- What the exercise asks -
Add 44 to each coordinate value in the answers and rewrite every line of the listing below. Leave all other text unchanged.

- Records for this exercise -

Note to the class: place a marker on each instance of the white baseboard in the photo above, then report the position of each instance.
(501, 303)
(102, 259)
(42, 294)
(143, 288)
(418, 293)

- Output of the exercise -
Note to the class: place a marker on each instance of the white baseboard in the photo above, then report the position of each instance.
(545, 347)
(146, 303)
(86, 338)
(187, 332)
(462, 337)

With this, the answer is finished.